→ **Activity**: Carry on the news article about Sharp's thin-film solar production from the point where it stops.

→ **Selected text**:

════

Sharp Corp. began commercial production of its new thin-film solar production line in Japan this month and plans to ship panels to U.S. customers beginning in August.
The company also is discussing contracts with undisclosed customers to develop solar-power plants for U.S. utilities, said Daisuke "Doug" Koshima, CEO and chairman of Sharp Electronics Corp., on Monday night at the Solar Power International conference in San Diego, Calif.
The company recently completed a new 22 billion yen ($215 million) production line, located at an existing factory in Katsuragi, Japan, to bring the total capacity of the manufacturing thin-film cells to 160 megawatts per year – up from a previous capacity of 15 megawatts per year. Sharp expects to reach full capacity within four or five months, said Koshima, who became the head of Sharp Electronics in April.
Cells made on the new production line will be made of glass, and will include a thin layer of amorphous silicon and another layer of microcrystalline silicon. The cells are assembled into panels for installations. Sharp executives declined to reveal the cost per watt of producing the cells or panels.
Sharp entered the solar business nearly 50 years ago, making traditional crystalline-silicon-based panels, which make up the bulk of the solar market today. The company reigned as the largest solar cell producer in the world until last year, when German company Q-Cells took the title.
The Japanese firm would like to win back that title by aggressively expanding its thin-film technology development and production. Thin-film panels have the potential to cost less than conventional crystalline panels, although they aren't as efficient at converting sunlight into electricity.
Earlier this month, a Sharp executive said the company aims to win more than 50 percent of the thin-film market by 2012 and to increase its total thin-film production to 6 gigawatts as early as 2014, Bloomberg reported.
The company said it expects the thin-film panels from its new Katsuragi factory to have 9 percent efficiency.

════

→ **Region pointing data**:
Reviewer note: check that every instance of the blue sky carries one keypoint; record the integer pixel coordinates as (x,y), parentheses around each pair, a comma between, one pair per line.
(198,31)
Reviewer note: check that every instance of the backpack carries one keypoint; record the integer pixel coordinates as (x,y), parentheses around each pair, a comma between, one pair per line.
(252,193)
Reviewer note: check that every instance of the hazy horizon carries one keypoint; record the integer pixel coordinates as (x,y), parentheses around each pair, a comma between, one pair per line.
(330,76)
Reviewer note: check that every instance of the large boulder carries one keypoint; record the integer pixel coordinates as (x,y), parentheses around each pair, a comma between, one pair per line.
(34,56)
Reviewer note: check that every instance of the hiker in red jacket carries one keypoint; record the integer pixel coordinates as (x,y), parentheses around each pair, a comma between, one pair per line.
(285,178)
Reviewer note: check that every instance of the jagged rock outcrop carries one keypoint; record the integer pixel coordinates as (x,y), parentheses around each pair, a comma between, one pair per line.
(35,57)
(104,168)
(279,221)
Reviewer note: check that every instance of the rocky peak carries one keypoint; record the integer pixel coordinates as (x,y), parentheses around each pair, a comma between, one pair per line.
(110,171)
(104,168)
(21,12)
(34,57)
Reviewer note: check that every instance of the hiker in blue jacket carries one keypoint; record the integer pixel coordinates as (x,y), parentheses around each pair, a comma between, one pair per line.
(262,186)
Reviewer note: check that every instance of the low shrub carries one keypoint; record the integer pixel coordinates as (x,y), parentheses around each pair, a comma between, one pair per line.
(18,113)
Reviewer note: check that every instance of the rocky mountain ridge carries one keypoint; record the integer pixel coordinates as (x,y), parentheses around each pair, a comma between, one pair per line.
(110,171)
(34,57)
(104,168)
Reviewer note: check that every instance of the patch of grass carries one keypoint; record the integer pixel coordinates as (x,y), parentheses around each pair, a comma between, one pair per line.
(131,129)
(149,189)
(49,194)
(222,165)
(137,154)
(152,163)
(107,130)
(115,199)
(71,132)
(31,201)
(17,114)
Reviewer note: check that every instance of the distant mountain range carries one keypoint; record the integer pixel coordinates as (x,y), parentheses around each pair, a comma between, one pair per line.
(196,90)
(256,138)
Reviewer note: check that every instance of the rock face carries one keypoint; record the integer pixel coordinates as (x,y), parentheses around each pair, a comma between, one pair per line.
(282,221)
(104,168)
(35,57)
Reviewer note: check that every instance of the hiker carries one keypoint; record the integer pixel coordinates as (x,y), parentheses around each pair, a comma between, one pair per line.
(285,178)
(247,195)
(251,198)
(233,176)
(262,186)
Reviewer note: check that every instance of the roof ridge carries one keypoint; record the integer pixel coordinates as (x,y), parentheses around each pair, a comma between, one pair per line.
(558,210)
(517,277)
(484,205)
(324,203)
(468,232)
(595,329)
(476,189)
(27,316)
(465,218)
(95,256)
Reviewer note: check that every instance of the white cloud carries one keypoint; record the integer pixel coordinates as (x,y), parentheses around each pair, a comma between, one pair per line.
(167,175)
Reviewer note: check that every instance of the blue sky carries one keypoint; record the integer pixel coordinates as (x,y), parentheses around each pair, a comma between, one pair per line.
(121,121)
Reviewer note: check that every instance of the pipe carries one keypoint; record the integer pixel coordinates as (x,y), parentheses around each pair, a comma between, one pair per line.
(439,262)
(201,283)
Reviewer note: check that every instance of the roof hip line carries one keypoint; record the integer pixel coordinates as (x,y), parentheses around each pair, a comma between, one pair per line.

════

→ **Reply to the exercise**:
Sharp also has been developing potentially more efficient triple-junction cells, which will have two layers of amorphous silicon and one layer of crystalline silicon.
When the company first announced that it had developed ways to mass-produce the triple-junction cells in January 2007, it had said the cell would have an efficiency of 11 to 13 percent, resulting in a panel efficiency of 8.6 to 10 percent. Sharp said at the time that it would start mass-producing the triple-junction cells in the Katsuragi plant in May of 2007.
The company now plans to make the triple-junction cells in a new factory in Sakai, Japan, starting in March of 2010, said Paul Wormser, senior director of product development and system solution at Sharp Electronics' solar energy solutions group. The 72 billion yen ($704 million) factory will have an initial production capacity of 480 megawatts, with room to expand to reach 1 gigawatt of capacity.
Although Sharp executives steered the conversation to thin-film solar Monday night, they did say the company is already testing its concentrating-photovoltaic technology in Spain and Italy. The company won't be introducing commercial concentrating-solar products for a couple more years, Koshima said.
Sharp showcased a prototype concentrating-solar panel at the Solar Power conference in San Jose two years ago. The company is developing a concentrating solar-power system that would include lenses made of glass and polymer, as well as gallium-arsenide solar cells that can get 35 percent efficiency when hit with sunlight that has been magnified 700 times, Wormser said.
Concentrating-solar systems use less silicon than conventional solar panels.
But some analysts don't expect the technology to grab a large share of the overall solar market because it is more expensive than traditional flat-plate solar technologies and doesn't have the advantage of being able to easily store energy as heat like solar-thermal technologies.
It also requires more direct sunlight than conventional solar panels and trackers to help it follow the sun (see Which Concentrating Solar Companies are Doomed).
In fact, the concentrating-photovoltaic market is expected to reach about 6 gigawatts by 2020, making up about 2 percent of the solar market, according to a Greentech Media and the Prometheus Institute report release in April (see Concentrating Solar to Reach 18 Gigawatts by 2020).